_EXTRAIT DU DOCUMENT_

Emails sécurisés

L'exemple d'un SMTP en clair

Supposons que vous vouliez envoyer un email à quelqu'un. Supposons aussi que vous n'ayez pas prêté attention à la configuration de votre client email: celui-ci va utiliser un serveur SMTP en clair. Que se passe-t-il alors quand vous envoyez un mail?

Dans cet article, je prendrai test-smtp@reinom.com en guise d'exemple non sécurisé.
Le client mail (Thunderbird) est configuré pour utiliser un serveur SMTP en clair ("Connection security: None")
Si vous souhaitez refaire ce setup, n'oubliez pas de sélectionner le bon "Outgoing Server" pour votre compte de test
					Client email (expéditeur)
					↓ CLAIR (SMTP) ↓
					Serveur SMTP
					↓ CLAIR (IMAP) ↓
					Client email (destinataire)

(Enregistrements de pointage d'objets nommés)
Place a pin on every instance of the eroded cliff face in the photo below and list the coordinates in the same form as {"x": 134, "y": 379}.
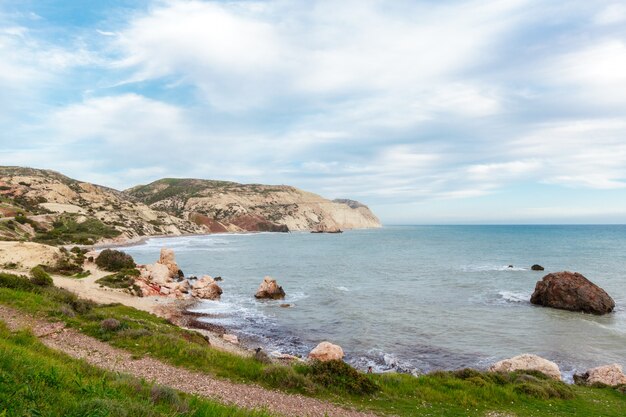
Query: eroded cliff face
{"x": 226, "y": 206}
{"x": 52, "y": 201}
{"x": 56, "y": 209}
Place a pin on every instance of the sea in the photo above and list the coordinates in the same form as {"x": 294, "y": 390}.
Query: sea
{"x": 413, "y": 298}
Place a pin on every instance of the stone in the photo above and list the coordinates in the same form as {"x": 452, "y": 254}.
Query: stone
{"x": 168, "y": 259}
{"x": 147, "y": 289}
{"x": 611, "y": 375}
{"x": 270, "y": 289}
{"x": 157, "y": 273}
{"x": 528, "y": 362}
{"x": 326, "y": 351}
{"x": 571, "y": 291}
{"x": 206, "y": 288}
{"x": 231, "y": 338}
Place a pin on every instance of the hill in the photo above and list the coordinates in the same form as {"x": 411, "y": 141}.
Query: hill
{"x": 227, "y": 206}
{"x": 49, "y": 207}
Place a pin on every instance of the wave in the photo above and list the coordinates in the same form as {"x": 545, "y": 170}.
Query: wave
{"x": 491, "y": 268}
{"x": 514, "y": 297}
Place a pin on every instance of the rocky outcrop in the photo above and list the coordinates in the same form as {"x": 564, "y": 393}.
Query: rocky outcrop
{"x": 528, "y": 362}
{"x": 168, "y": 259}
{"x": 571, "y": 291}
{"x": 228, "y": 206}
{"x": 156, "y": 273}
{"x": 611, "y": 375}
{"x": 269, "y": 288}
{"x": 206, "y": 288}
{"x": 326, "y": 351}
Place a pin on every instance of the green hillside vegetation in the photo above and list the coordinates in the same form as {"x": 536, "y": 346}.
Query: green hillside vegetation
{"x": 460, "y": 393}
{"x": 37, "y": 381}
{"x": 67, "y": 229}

_TRAVAIL À FAIRE_
[A] Réécrivez le passage de l'extrait sur les emails sécurisés situé entre « Supposons que vous » et « envoyez un mail? », inclus, en y remplaçant « client email » par « logiciel de messagerie ».
[B] Dans l'extrait sur les emails sécurisés, quelle adresse est prise comme exemple non sécurisé ?

_RÉPONSES DONNÉES_
[A]
Supposons que vous vouliez envoyer un email à quelqu'un. Supposons aussi que vous n'ayez pas prêté attention à la configuration de votre logiciel de messagerie: celui-ci va utiliser un serveur SMTP en clair. Que se passe-t-il alors quand vous envoyez un mail?

[B] test-smtp@reinom.com